**Requirement**
Pick every line from the data that holds the word "surface".

*** Information shown Section Begins ***

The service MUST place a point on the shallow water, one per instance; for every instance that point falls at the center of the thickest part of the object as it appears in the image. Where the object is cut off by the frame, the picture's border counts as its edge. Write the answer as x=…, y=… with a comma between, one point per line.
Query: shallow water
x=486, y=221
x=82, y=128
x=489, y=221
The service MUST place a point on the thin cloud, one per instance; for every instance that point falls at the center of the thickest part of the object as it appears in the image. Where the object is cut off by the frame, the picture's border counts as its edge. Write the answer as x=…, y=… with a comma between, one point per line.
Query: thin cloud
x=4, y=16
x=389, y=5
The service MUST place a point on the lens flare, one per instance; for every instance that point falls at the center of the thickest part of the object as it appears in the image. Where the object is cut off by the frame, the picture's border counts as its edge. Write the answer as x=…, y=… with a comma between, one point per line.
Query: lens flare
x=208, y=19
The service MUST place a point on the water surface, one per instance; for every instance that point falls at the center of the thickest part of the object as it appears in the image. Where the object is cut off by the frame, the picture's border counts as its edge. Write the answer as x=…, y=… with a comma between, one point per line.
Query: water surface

*** Information shown Section Ends ***

**Finished task**
The service MUST place a point on the water surface, one per instance; for every instance that point falls at the center of the thickest part of the object as it appears in the image. Where the object is cut off by the frame, the picture's border counts as its edge. Write the answer as x=…, y=… with a comma between, one point per line.
Query: water surface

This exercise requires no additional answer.